**TO DO:** From the entries below, copy out every line with "using" in it.

**DATA TO EXAMINE:**
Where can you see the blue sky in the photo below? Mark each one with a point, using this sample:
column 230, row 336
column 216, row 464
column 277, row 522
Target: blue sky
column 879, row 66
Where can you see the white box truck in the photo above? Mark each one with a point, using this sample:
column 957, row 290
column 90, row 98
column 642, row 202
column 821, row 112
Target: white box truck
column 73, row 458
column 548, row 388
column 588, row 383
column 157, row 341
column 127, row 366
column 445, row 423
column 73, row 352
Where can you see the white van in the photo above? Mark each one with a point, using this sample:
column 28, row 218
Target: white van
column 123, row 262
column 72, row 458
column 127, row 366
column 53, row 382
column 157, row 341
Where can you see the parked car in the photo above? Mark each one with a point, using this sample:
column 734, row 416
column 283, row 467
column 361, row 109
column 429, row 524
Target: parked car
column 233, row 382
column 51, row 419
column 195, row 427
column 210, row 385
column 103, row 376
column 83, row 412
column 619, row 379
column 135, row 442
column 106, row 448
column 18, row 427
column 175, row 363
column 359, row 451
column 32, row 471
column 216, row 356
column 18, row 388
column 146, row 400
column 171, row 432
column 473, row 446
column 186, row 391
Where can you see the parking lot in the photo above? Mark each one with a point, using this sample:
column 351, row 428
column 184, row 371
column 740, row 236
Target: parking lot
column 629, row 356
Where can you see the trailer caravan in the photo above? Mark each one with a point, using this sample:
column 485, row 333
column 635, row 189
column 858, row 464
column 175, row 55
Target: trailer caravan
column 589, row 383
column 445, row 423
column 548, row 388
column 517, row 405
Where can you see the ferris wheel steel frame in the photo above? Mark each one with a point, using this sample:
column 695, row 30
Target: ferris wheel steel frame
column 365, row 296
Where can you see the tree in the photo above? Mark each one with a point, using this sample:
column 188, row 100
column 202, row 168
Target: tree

**EXERCISE OUTPUT:**
Where can you see the blue sky in the photo below? Mark each one with a point, using this sample:
Where can you see the white box truck in the photo above? Mark each one with a point, using this sample:
Where can you see the white van in the photo above? Mark each one with a point, using this sample:
Where can you see the parked car in the photo above? Mark each one with a point, using this sample:
Where can you see the parking lot in the photo above? Mark each one with a point, using this sample:
Where can you see the trailer caravan in the photo above? Mark each one with a point, using this sample:
Where can you see the ferris wheel steel frame in the photo above? Mark each one with a point, using this sample:
Where can you see the tree in the photo above? Mark each one with a point, using this sample:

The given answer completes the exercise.